# [WHAT THE EXERCISE ASKS]
If an entry holds a picture, leave the picture out and output everything else exactly.

# [TASK MATERIAL]

%%

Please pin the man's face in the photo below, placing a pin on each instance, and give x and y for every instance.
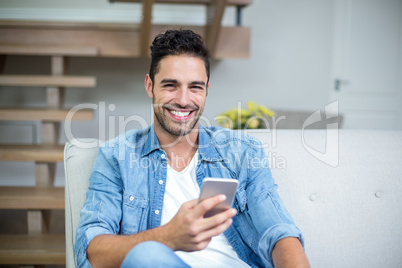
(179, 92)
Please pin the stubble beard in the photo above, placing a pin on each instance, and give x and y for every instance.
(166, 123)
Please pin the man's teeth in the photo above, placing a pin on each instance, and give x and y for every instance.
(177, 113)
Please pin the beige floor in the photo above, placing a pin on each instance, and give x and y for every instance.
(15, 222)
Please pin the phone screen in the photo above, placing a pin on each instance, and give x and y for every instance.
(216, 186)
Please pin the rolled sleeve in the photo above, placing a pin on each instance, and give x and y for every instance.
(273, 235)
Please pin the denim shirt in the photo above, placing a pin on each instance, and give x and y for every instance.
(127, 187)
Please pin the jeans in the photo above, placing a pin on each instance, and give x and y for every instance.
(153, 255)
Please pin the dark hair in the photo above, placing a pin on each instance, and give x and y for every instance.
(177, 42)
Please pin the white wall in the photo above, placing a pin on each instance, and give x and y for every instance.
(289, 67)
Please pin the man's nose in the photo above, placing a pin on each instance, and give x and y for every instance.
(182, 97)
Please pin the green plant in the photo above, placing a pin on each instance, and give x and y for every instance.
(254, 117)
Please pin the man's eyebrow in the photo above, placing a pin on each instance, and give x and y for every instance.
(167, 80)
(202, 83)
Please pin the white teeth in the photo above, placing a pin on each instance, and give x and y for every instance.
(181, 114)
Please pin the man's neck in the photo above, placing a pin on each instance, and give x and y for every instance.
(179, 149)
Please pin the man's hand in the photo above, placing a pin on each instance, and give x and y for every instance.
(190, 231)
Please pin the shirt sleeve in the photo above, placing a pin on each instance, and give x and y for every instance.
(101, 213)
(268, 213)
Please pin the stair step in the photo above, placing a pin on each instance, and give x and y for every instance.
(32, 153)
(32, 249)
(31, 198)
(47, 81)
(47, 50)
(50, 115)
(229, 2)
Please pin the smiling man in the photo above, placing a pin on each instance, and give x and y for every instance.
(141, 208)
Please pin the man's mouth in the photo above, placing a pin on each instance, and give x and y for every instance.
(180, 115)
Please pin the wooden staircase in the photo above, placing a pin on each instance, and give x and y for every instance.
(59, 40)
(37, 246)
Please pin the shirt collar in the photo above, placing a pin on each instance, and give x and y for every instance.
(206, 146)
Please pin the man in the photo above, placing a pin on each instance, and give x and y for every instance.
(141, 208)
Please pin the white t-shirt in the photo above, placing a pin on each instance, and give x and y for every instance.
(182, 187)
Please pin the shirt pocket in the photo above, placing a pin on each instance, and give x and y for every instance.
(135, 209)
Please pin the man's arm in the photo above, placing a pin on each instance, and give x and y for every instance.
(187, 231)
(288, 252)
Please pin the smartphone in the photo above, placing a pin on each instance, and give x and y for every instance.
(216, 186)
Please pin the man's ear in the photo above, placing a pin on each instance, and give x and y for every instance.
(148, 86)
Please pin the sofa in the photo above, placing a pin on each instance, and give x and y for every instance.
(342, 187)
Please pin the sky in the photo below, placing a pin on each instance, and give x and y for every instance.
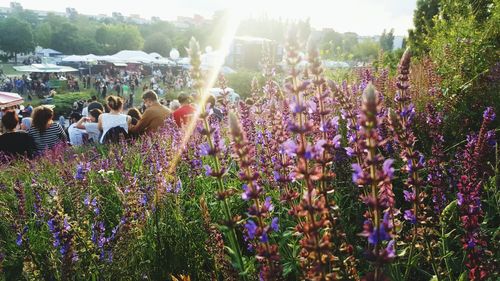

%%

# [ANSWER SECTION]
Please pin the man's face in the photo below, placing a pin on each instance, and give x and y for every instance.
(179, 92)
Please pin the stubble beard in the photo above, placing a pin on each instance, and give x and y for every instance.
(166, 123)
Please pin the man's teeth in the photo above, placing a pin on each instance, and give x and y for every instance.
(177, 113)
Please pin the beige floor in the photo above, placing a pin on each instance, and give x and y for every instance.
(15, 222)
Please pin the phone screen in the photo above, placing a pin on each instance, and give x and y for every instance.
(216, 186)
Please pin the rolled sleeve in the photo above, placing a pin on each instance, and give x and y for every instance.
(273, 235)
Please pin the denim shirt in the photo above, placing a pin on each instance, and give x and y for every instance.
(127, 187)
Please pin the jeans in the photo above, placing a pin on each instance, and give x and y for every instance.
(153, 255)
Please pin the dark hair in the photo above, placing a pin on each instance, and give x and y for every instance.
(177, 42)
Please pin the white wall in the photo above, placing a pin on each instance, and give x and y for every instance.
(289, 67)
Please pin the man's nose in the photo above, placing a pin on each instance, and give x and y for every instance.
(182, 97)
Please pin the green plant in the photo above, placing a pin on each instance, and give x and y for every instance.
(254, 117)
Please pin the man's eyebrow in the photo above, placing a pin on each instance, and give x and y for every instance.
(167, 80)
(202, 83)
Please pin the white teeth in the photo above, placing a pin on each instance, and give x and y for every instance.
(181, 114)
Please pin the man's neck in the photo above, placing a pin on each instance, and give x and y for every instance.
(179, 149)
Please pin the man's hand in the photo above, placing a pin on each instance, and give x and y for every instance.
(190, 231)
Please pin the shirt sleeve in the photo above, placing a pin on each instance, and give x and y for every instance.
(101, 213)
(268, 213)
Please pin the stair step in the photo above, placing a pin on each instance, and give x and y for every instance.
(32, 153)
(32, 249)
(31, 198)
(47, 81)
(47, 50)
(50, 115)
(229, 2)
Please pin the smiling man in the photo above, placing a pin on each instance, and give x and y for every instance.
(141, 208)
Please pin the man's mouth in the photo above, placing a pin on each instance, and give x and y for every instance.
(180, 115)
Please pin the wooden staircase in the photo above, placing a pin on each instance, and give x and y for every instance.
(59, 40)
(37, 246)
Please pin the shirt collar in the photo above, placing a pin on each instance, and give x and y for every instance.
(206, 146)
Please pin the man in the photo above, placing a pin on each instance, and give x and y for every instance.
(141, 208)
Please pin the white t-shirt in the photo above, placing a pin on each instance, and give x and y for every instance.
(182, 187)
Please pin the shirt pocket in the photo above, placing a pin on each instance, and give x and y for every instance.
(135, 209)
Please pin the man's arm in the photo above, placing a pin on each instance, and give x and y for every instance.
(187, 231)
(288, 252)
Please pin the smartphone in the photo above, placing a pin on each instance, and give x and y for every instance.
(216, 186)
Please pin the man's ear in the photo above, placing a pin on each instance, and give x and y for every instance.
(148, 86)
Please pin the sofa in the photo above, placing a pin on each instance, and give x and y for every instance.
(342, 187)
Please pin the sky in the photo below, placing a pin on each instance, and give x and y for every instance.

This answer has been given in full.